### Provided data
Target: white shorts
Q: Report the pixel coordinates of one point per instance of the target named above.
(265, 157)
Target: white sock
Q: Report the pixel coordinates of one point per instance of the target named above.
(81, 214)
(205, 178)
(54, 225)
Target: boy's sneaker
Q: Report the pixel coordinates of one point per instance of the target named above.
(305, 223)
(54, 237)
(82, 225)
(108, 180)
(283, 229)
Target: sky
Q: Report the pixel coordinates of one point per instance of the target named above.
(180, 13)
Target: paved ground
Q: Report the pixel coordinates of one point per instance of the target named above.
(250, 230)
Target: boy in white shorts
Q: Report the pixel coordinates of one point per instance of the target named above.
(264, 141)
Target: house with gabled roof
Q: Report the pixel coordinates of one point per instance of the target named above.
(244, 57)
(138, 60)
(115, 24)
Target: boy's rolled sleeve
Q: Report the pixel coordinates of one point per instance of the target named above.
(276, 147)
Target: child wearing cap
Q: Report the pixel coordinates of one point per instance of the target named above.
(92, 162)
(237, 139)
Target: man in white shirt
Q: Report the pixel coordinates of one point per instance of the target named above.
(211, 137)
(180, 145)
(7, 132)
...
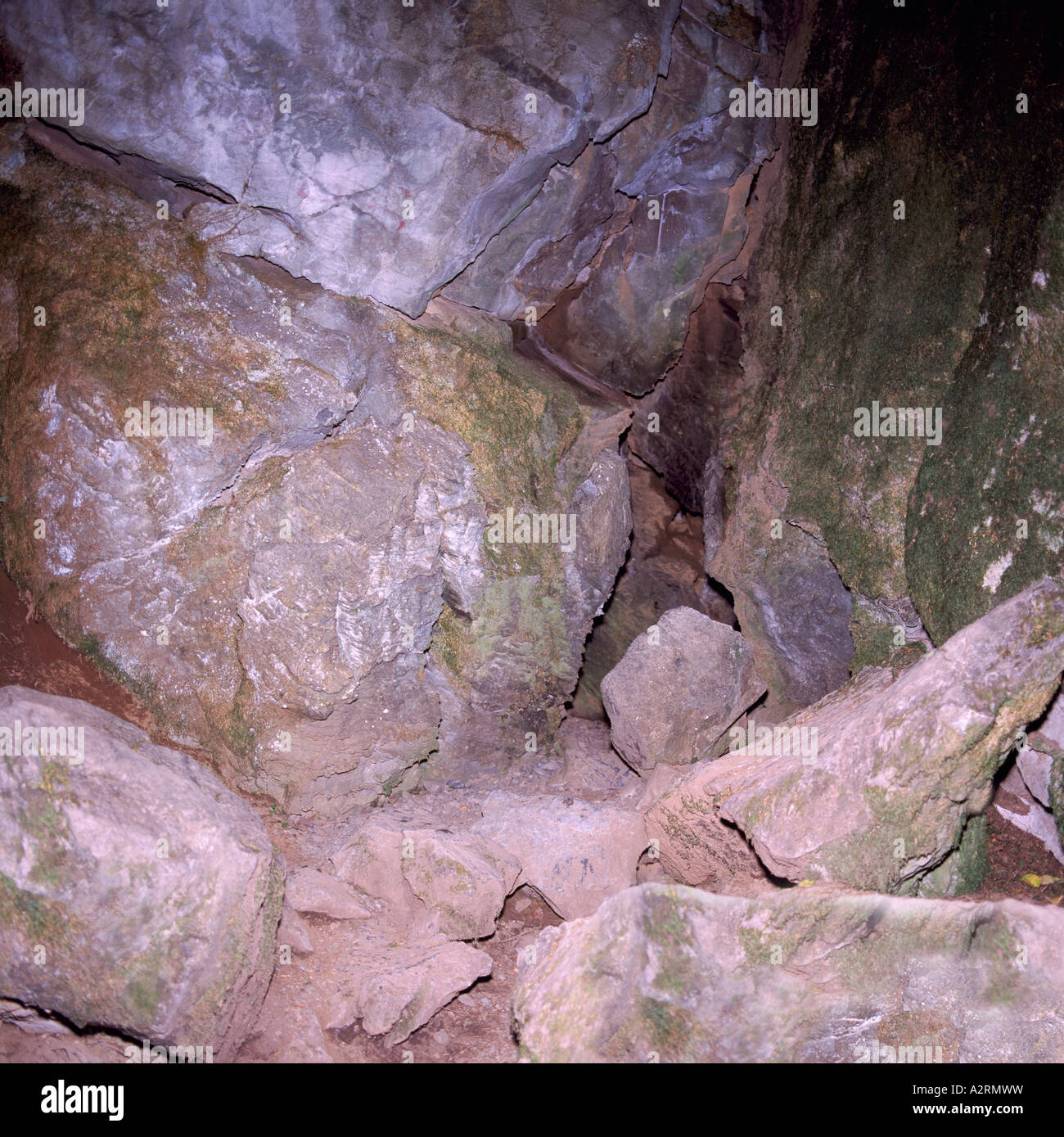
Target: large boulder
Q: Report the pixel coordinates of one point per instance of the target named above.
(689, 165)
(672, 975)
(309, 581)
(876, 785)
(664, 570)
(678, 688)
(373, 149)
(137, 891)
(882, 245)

### Work order
A single figure is expected: the count of lines in the data above that include the word "shorts".

### Your response
2